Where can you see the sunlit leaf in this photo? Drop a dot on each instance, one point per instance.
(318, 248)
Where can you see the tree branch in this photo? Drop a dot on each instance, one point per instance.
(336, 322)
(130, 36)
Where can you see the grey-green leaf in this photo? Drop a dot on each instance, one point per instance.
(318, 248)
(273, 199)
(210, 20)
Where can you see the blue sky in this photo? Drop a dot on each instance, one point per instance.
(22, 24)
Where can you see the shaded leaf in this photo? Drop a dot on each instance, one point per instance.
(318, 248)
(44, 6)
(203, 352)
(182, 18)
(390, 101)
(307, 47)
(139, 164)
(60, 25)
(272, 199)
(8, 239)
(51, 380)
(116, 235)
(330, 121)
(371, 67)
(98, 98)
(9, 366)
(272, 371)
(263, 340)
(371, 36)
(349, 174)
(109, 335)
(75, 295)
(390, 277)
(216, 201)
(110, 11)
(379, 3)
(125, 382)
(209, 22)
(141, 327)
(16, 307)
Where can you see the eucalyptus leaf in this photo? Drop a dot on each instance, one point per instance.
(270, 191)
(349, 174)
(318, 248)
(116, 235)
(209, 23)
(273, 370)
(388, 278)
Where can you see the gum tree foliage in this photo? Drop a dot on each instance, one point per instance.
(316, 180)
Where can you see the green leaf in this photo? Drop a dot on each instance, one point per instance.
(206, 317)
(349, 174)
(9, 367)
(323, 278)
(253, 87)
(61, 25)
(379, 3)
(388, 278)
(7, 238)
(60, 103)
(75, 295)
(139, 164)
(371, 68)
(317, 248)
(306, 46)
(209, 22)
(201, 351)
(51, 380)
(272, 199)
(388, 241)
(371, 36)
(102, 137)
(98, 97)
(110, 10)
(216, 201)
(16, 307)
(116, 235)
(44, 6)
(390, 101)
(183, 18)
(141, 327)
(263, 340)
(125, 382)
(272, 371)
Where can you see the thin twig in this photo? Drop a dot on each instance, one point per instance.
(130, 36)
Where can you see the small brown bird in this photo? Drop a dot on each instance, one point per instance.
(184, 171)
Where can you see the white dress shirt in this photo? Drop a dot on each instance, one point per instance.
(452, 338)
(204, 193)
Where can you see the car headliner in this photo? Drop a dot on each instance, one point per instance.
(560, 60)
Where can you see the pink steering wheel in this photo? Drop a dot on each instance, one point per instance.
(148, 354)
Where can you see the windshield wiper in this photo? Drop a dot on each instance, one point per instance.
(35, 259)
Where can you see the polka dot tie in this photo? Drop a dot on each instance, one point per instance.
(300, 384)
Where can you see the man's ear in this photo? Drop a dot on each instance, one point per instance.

________________

INSTRUCTIONS FOR THE TASK => All the records above need to be set down again exactly as they were given.

ANSWER AREA =>
Where can you see the sunlit leaf in this photo? Drop a dot on each instance, one point per instance.
(318, 248)
Where can you see the tree branch in this photo? Drop a dot on each instance, one point per instance.
(336, 322)
(130, 36)
Where can you see the grey-green leaf in this photo? Drop a dot on each instance, one point per instance.
(318, 248)
(273, 199)
(210, 20)
Where can you see the blue sky in this photo? Drop a dot on each instance, one point per instance.
(22, 24)
Where can you see the shaded leaf in this photo? Drop a dot on each instance, one point per instance.
(318, 248)
(44, 6)
(203, 352)
(182, 18)
(390, 101)
(307, 47)
(139, 164)
(60, 25)
(272, 199)
(8, 239)
(51, 380)
(116, 235)
(330, 121)
(371, 67)
(98, 98)
(9, 366)
(272, 371)
(263, 340)
(371, 36)
(349, 174)
(109, 335)
(75, 295)
(390, 277)
(216, 201)
(110, 11)
(379, 3)
(125, 382)
(209, 22)
(141, 327)
(16, 307)
Where can you see the eucalyptus leaf in this photo? Drop a dot on each instance, one point per instance.
(270, 191)
(349, 174)
(318, 248)
(116, 235)
(209, 23)
(273, 370)
(388, 278)
Where can you see the gum tree foliage in this photo? Drop a dot on each instance, one point per instance.
(316, 180)
Where can you see the green leaf in this photo? Drop a dot on each instance, one point per instance.
(206, 317)
(349, 174)
(9, 367)
(323, 278)
(253, 87)
(61, 25)
(379, 3)
(388, 278)
(7, 238)
(60, 103)
(75, 295)
(139, 164)
(371, 68)
(317, 248)
(306, 46)
(209, 22)
(201, 351)
(51, 380)
(272, 199)
(388, 241)
(371, 36)
(102, 137)
(98, 97)
(110, 10)
(216, 201)
(16, 307)
(116, 235)
(44, 6)
(390, 101)
(183, 18)
(141, 327)
(263, 340)
(125, 382)
(272, 371)
Where can you see the thin twig in this photo? Drop a dot on each instance, one point per instance.
(130, 36)
Where can you see the small brown bird in this photo? Drop a dot on each instance, one point per instance.
(184, 171)
Where can you see the white dress shirt in this photo? Drop a dot on each instance, one point per instance.
(452, 338)
(204, 193)
Where can you see the car headliner in this photo? Drop a dot on each instance, one point per instance.
(560, 60)
Where can you see the pink steering wheel in this photo? Drop a dot on each instance, one point per instance.
(148, 354)
Where can you see the windshield wiper in this photo? Drop a dot on each instance, one point per instance.
(35, 259)
Where can you see the polka dot tie in this photo? Drop a dot on each instance, one point per instance.
(300, 384)
Where can you see the man's ear in this photo? Drop a dot on each instance, one point per instance.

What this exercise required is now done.